→ Exercícios propostos
**a)** Indique se cada afirmação está de acordo com a notícia sobre a demissão de Zuma, respondendo sim ou não e citando as palavras decisivas do texto: (i) Zuma tinha 75 anos quando anunciou a demissão; (ii) Zuma declarou concordar com a decisão do ANC de o substituir; (iii) o ANC aceitou um período de transição até junho.
**b)** Reescreva em forma de lista o parágrafo da notícia sobre a demissão de Zuma que começa por "O anúncio de Zuma surgiu", conservando os factos principais.
**c)** Prossiga a notícia sobre a demissão de Jacob Zuma a partir do último parágrafo apresentado.

→ Excerto para leitura
┄┄┄┄┄┄┄┄┄┄
Zuma cede, sai “sob protesto e sem medo de nada”
Presidente sai após quase nove anos no poder e deverá agora ser substituído pelo novo líder do ANC Cyril Ramaphosa
PATRÍCIA VIEGAS Jacob Zuma demitiu-se ontem à noite do cargo de presidente da África do Sul, cedendo assim à pressão do seu próprio partido, o Congresso Nacional Africano (conhecido pela sigla ANC).
“Demito-me de presidente da República com efeitos imediatos”, disse o chefe do Estado, de 75 anos, numa declaração televisiva ao país ao final da noite de ontem.
Sublinhando não concordar com a decisão do ANC (no sentido de o substituir na presidência sul-africana pelo novo líder do partido Cyril Ramaphosa), Zuma referiu que sempre foi, porém, “um membro disciplinado da organização”. Prometendo continuar a servir o ANC e o povo da África do Sul da melhor forma possível, o presidente garantiu nada temer. “Não tenho medo de moções de censura ou de processos de destituição. São todos mecanismos legais que as pessoas deste país podem usar para tirar do poder um presidente.”
O anúncio de Zuma surgiu depois de, inicialmente, ter recusado o pedido de demissão. Em entrevista à televisão SABC, emitida durante a manhã, considerara estar “a ser tratado de forma injusta”. Zuma até aceitara sair, mas após um período de transição até junho. O ANC recusou tal ideia.
┄┄┄┄┄┄┄┄┄┄
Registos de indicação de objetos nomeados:
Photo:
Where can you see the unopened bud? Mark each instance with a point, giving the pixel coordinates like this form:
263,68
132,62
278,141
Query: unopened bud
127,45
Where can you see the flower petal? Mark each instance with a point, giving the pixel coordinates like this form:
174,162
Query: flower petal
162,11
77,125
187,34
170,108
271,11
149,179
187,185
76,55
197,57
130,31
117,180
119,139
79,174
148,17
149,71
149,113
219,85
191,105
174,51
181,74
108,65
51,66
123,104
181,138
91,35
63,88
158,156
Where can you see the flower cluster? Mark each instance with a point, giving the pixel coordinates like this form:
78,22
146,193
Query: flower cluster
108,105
┄┄┄┄┄┄┄┄┄┄
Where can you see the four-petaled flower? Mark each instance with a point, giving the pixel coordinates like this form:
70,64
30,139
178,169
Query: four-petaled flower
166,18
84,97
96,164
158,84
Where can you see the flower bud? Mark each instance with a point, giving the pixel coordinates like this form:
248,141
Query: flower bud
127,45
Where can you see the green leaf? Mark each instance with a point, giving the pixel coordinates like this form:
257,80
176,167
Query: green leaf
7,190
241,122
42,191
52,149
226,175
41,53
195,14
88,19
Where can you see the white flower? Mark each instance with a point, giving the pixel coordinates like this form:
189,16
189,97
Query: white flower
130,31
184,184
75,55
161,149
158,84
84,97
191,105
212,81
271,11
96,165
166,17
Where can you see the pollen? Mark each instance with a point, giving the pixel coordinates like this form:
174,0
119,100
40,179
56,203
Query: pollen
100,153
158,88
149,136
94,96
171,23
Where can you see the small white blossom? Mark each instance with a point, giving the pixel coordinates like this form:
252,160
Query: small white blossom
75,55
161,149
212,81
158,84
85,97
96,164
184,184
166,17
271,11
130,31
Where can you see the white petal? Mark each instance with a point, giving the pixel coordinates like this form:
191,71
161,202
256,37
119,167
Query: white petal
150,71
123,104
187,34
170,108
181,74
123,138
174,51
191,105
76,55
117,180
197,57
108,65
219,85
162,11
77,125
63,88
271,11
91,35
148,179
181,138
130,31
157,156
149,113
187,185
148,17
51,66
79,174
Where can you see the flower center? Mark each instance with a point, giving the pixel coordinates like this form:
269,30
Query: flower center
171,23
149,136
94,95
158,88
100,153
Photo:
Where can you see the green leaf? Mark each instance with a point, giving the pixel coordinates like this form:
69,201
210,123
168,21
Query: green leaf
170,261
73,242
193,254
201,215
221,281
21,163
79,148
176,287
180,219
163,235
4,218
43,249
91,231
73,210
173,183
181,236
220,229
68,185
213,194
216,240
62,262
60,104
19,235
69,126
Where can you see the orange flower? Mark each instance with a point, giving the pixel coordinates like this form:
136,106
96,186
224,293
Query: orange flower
┄┄┄┄┄┄┄┄┄┄
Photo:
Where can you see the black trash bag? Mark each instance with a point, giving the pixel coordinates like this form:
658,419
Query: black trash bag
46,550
┄┄┄┄┄┄┄┄┄┄
→ Resultados dos exercícios
**a)**
(i) Sim: "o chefe do Estado, de 75 anos".
(ii) Não: "Sublinhando não concordar com a decisão do ANC".
(iii) Não: "O ANC recusou tal ideia."

**b)**
- Zuma começou por recusar o pedido de demissão.
- Numa entrevista à televisão SABC, emitida de manhã, afirmou estar "a ser tratado de forma injusta".
- Chegou a aceitar sair, mas só depois de um período de transição até junho.
- O ANC recusou essa proposta.

**c)**
O partido quer Ramaphosa na chefia do Estado sul-africano. Diz que a disputa interna testemunhada nos últimos dias nada tem que ver com alegações de corrupção contra Jacob Zuma (uma vez que este nunca foi condenado), mas sim com o desejo de renovar o partido a tempo das eleições de 2019.
Face à resistência do presidente, o ANC ameaçara ontem alinhar com a oposição na votação de uma moção de censura contra Zuma. A moção deveria ser votada hoje no Parlamento sul-africano e era uma vez mais proposta pelo Combatentes pela Liberdade Económica, partido de Julius Malema. O ex-líder da Juventude do ANC foi acusado de incitar ao racismo contra os brancos e foi expulso precisamente por ordem de Zuma.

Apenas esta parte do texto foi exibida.